(WHAT IS BEING ASKED): Write out, precisely and in full, each line of the material.
───── TASK INPUT
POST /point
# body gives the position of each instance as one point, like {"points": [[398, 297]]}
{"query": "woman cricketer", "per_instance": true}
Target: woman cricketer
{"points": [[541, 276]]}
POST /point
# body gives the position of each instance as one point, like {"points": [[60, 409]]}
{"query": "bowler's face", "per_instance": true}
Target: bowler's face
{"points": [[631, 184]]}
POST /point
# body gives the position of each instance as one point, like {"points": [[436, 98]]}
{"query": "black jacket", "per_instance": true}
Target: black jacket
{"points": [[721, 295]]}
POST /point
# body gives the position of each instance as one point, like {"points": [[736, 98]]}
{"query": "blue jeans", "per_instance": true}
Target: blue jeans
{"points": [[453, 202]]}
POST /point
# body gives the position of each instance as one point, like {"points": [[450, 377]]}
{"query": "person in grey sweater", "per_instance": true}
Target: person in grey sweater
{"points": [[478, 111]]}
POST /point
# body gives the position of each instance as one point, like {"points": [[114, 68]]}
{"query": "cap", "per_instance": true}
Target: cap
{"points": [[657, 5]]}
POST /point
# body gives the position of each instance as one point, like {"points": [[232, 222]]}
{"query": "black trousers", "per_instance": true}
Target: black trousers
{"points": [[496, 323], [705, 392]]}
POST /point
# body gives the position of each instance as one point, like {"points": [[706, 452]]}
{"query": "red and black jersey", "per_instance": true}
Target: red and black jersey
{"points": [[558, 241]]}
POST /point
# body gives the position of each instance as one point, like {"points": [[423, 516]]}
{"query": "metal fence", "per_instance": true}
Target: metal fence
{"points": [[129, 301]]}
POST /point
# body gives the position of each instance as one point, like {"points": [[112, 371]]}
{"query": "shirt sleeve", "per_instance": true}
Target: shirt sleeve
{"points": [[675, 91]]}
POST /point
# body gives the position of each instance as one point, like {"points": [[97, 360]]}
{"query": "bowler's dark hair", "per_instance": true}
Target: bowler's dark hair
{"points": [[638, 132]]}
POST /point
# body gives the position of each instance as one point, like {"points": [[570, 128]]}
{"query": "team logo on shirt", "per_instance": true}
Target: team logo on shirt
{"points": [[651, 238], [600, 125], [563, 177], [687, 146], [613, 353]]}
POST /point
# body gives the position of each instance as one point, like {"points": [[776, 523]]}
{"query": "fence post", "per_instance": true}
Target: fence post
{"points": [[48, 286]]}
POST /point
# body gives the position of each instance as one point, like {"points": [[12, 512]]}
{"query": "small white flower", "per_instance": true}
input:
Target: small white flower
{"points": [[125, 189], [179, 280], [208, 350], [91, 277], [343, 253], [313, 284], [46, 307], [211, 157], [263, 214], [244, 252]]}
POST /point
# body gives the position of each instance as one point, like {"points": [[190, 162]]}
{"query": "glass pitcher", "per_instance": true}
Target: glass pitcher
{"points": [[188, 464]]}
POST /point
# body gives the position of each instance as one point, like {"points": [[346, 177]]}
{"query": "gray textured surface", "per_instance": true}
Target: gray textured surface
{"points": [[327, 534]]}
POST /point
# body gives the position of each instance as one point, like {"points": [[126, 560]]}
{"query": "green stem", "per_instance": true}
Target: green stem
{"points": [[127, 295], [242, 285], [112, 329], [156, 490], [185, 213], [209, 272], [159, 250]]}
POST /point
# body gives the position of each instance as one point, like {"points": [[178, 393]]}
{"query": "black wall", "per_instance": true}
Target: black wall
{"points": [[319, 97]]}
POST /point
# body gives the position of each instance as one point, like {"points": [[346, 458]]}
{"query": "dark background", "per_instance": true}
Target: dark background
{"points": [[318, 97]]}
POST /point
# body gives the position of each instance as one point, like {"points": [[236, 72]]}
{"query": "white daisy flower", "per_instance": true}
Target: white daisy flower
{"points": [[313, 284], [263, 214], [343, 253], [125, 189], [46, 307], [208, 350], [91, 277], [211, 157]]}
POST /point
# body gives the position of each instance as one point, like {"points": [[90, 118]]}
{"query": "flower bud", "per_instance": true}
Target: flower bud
──────────
(CORRECT RESULT):
POST /point
# body gives the position of each instance as one point, like {"points": [[398, 297]]}
{"query": "woman cricketer", "per_instance": true}
Target: woman cricketer
{"points": [[541, 276]]}
POST /point
# body gives the position of each instance as one point, like {"points": [[60, 409]]}
{"query": "bowler's face", "per_instance": true}
Target: bowler's face
{"points": [[631, 184]]}
POST /point
# body gives the position of each instance as one point, like {"points": [[436, 98]]}
{"query": "black jacket", "per_instance": true}
Target: black jacket
{"points": [[721, 295]]}
POST /point
# body gives the position of each instance as one point, like {"points": [[736, 98]]}
{"query": "blue jeans", "per_instance": true}
Target: blue jeans
{"points": [[453, 202]]}
POST /point
# body gives the position of each instance as one point, like {"points": [[450, 377]]}
{"query": "person in grey sweater", "per_instance": true}
Target: person in grey sweater
{"points": [[478, 111]]}
POST /point
# body gives the position of each instance as one point, like {"points": [[114, 68]]}
{"query": "cap", "per_instance": true}
Target: cap
{"points": [[657, 5]]}
POST /point
# body gives the position of each instance as one point, like {"points": [[232, 222]]}
{"query": "black trousers", "per_instance": true}
Target: black trousers
{"points": [[496, 323], [705, 392]]}
POST /point
# body gives the position of each instance as one point, like {"points": [[706, 452]]}
{"query": "red and black jersey", "per_instance": true}
Target: red and black jersey
{"points": [[558, 241]]}
POST /point
# body gives the position of each instance as one point, like {"points": [[423, 516]]}
{"query": "metal fence", "per_instance": true}
Target: metal fence
{"points": [[129, 301]]}
POST /point
# body gives the position of each instance as one point, like {"points": [[112, 371]]}
{"query": "shirt sleeve", "per_instance": true}
Target: shirt sleeve
{"points": [[675, 91]]}
POST /point
# body gives the position of each instance as one point, like {"points": [[97, 360]]}
{"query": "bowler's dark hair", "per_instance": true}
Target: bowler's dark hair
{"points": [[638, 132]]}
POST /point
# body gives the position of each instance as one point, like {"points": [[570, 128]]}
{"query": "team logo on shirt", "per_instance": true}
Target: team logo on shirt
{"points": [[651, 238], [600, 125], [563, 177], [687, 146], [613, 353]]}
POST /point
# body gives the position of each instance as one point, like {"points": [[776, 523]]}
{"query": "fence post", "per_instance": true}
Target: fence post
{"points": [[48, 286]]}
POST /point
# body gives the position of each instance as one point, like {"points": [[12, 512]]}
{"query": "small white flower", "per_instance": true}
input:
Target: small white flower
{"points": [[125, 189], [179, 280], [208, 350], [91, 277], [343, 253], [313, 284], [46, 307], [211, 157], [263, 214], [244, 252]]}
POST /point
# body gives the position of each instance as one point, like {"points": [[190, 162]]}
{"query": "glass pitcher", "per_instance": true}
Target: glass pitcher
{"points": [[188, 464]]}
POST /point
# body gives the position of each instance as one point, like {"points": [[346, 177]]}
{"query": "gray textured surface", "per_instance": true}
Target: gray textured surface
{"points": [[327, 534]]}
POST /point
# body gives the position of each instance as one point, like {"points": [[126, 560]]}
{"query": "green stem", "per_instance": true}
Target: green stem
{"points": [[127, 295], [242, 285], [112, 329], [156, 490], [185, 213], [209, 272], [159, 250]]}
POST /point
# body gives the position of each instance as one point, like {"points": [[178, 393]]}
{"query": "black wall", "per_instance": true}
Target: black wall
{"points": [[319, 97]]}
POST /point
# body gives the position of each instance as one point, like {"points": [[346, 458]]}
{"query": "dark background", "per_instance": true}
Target: dark background
{"points": [[318, 97]]}
POST /point
# body gives the position of each instance as one point, like {"points": [[236, 72]]}
{"query": "white daisy flower", "per_instance": true}
Target: white daisy flower
{"points": [[313, 284], [263, 214], [343, 253], [125, 189], [46, 307], [208, 350], [91, 277], [211, 157]]}
POST /point
# body gives the position of each instance as one point, like {"points": [[90, 118]]}
{"query": "flower bud", "per_instance": true}
Target: flower bud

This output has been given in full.